◆ **Wat te doen**
#1 Druk uit het fragment letterlijk het stuk af van "Ontvangen van digitale" tot en met "niet had ontvangen.".
#2 Leg in één tot drie zinnen uit waarom volgens het fragment in geschil was of de gedaagde tijdig op de hoogte was gesteld van het einde van de huurovereenkomst.

◆ **Te lezen fragment**
━━━━━━━━━━━━━━━━

ECLI:NL:RBAMS:2020:1195

Rechtbank Amsterdam

Datum uitspraak
25 februari 2020
Publicatiedatum
26 februari 2020
Zaaknummer
8274755 KK EXPL 20-38
Instantie
Rechtbank Amsterdam
Type
Uitspraak
Rechtsgebied
Civiel recht
Procedures
  • Kort geding
Rechters
Vindplaatsen
  • Rechtspraak.nl
AI samenvatting door LexboostAutomatisch gegenereerd

Ontvangen van digitale aanzeggingen en ontruiming huurovereenkomst

In deze zaak heeft de kantonrechter van de Rechtbank Amsterdam op 25 februari 2020 uitspraak gedaan in een kort geding tussen de besloten vennootschap City Pads Amsterdam 2 B.V. (eiseres) en een huurder (gedaagde). De eiseres vorderde ontruiming van de woonruimte door de gedaagde, die sinds 14 december 2018 een tijdelijke huurovereenkomst had voor een woonruimte in Amsterdam. De kern van het geschil was of de gedaagde tijdig op de hoogte was gesteld van het einde van de huurovereenkomst, zoals vereist door artikel 7:271 BW. City Pads stelde dat zij de gedaagde via het digitale systeem Mailchimp had geïnformeerd over de beëindiging van de huurovereenkomst, maar de gedaagde betwistte dit en voerde aan dat hij de berichten niet had ontvangen.

━━━━━━━━━━━━━━━━

◆ **Beschikbare gegevens**
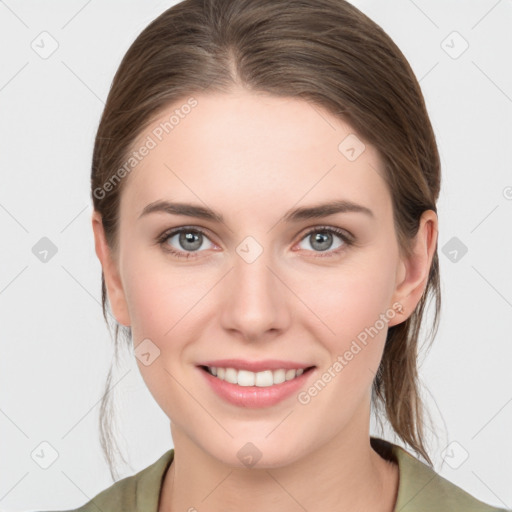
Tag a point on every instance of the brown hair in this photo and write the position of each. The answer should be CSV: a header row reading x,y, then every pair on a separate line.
x,y
326,52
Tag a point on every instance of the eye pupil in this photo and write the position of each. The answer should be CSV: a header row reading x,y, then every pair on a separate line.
x,y
190,237
321,238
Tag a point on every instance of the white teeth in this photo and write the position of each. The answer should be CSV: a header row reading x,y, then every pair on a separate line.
x,y
261,379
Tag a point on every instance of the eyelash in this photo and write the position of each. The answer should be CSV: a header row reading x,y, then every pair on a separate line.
x,y
347,240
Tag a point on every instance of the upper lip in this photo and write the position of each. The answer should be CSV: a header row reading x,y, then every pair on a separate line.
x,y
255,366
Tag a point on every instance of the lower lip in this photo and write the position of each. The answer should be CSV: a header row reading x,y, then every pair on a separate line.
x,y
255,396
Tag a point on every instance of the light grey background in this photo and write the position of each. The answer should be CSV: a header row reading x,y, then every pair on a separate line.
x,y
55,346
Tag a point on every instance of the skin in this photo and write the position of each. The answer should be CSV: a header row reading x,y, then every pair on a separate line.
x,y
252,158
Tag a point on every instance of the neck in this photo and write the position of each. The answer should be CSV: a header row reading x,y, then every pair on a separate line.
x,y
344,474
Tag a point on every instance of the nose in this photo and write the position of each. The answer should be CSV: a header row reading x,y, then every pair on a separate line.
x,y
256,302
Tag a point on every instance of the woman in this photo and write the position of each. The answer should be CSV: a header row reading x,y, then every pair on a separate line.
x,y
264,182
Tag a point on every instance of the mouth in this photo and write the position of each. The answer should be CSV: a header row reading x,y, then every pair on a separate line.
x,y
247,378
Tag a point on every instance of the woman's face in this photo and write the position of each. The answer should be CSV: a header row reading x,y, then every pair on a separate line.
x,y
256,286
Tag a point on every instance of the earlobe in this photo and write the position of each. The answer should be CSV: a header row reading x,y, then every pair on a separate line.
x,y
413,275
110,272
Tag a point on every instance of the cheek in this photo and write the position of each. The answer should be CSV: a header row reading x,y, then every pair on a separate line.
x,y
351,314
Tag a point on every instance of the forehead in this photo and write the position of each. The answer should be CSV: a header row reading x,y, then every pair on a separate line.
x,y
244,150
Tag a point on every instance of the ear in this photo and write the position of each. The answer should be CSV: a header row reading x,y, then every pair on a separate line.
x,y
412,274
110,272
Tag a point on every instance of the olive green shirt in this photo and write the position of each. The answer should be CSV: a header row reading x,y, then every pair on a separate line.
x,y
420,488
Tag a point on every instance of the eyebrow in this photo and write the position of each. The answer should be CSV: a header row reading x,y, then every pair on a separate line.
x,y
295,215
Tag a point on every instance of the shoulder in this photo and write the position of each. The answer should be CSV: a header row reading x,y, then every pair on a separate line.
x,y
140,491
421,489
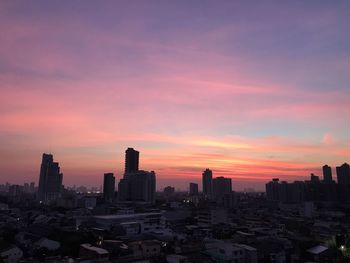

━━━━━━━━━━━━━━━━

◆ **Antwoorden hieronder**
#1
Ontvangen van digitale aanzeggingen en ontruiming huurovereenkomst

In deze zaak heeft de kantonrechter van de Rechtbank Amsterdam op 25 februari 2020 uitspraak gedaan in een kort geding tussen de besloten vennootschap City Pads Amsterdam 2 B.V. (eiseres) en een huurder (gedaagde). De eiseres vorderde ontruiming van de woonruimte door de gedaagde, die sinds 14 december 2018 een tijdelijke huurovereenkomst had voor een woonruimte in Amsterdam. De kern van het geschil was of de gedaagde tijdig op de hoogte was gesteld van het einde van de huurovereenkomst, zoals vereist door artikel 7:271 BW. City Pads stelde dat zij de gedaagde via het digitale systeem Mailchimp had geïnformeerd over de beëindiging van de huurovereenkomst, maar de gedaagde betwistte dit en voerde aan dat hij de berichten niet had ontvangen.

#2 Artikel 7:271 BW vereist dat de huurder tijdig op de hoogte wordt gesteld van het einde van de huurovereenkomst. City Pads stelde dat zij de gedaagde via het digitale systeem Mailchimp over de beëindiging had geïnformeerd. De gedaagde betwistte dat en voerde aan dat de berichten niet waren ontvangen.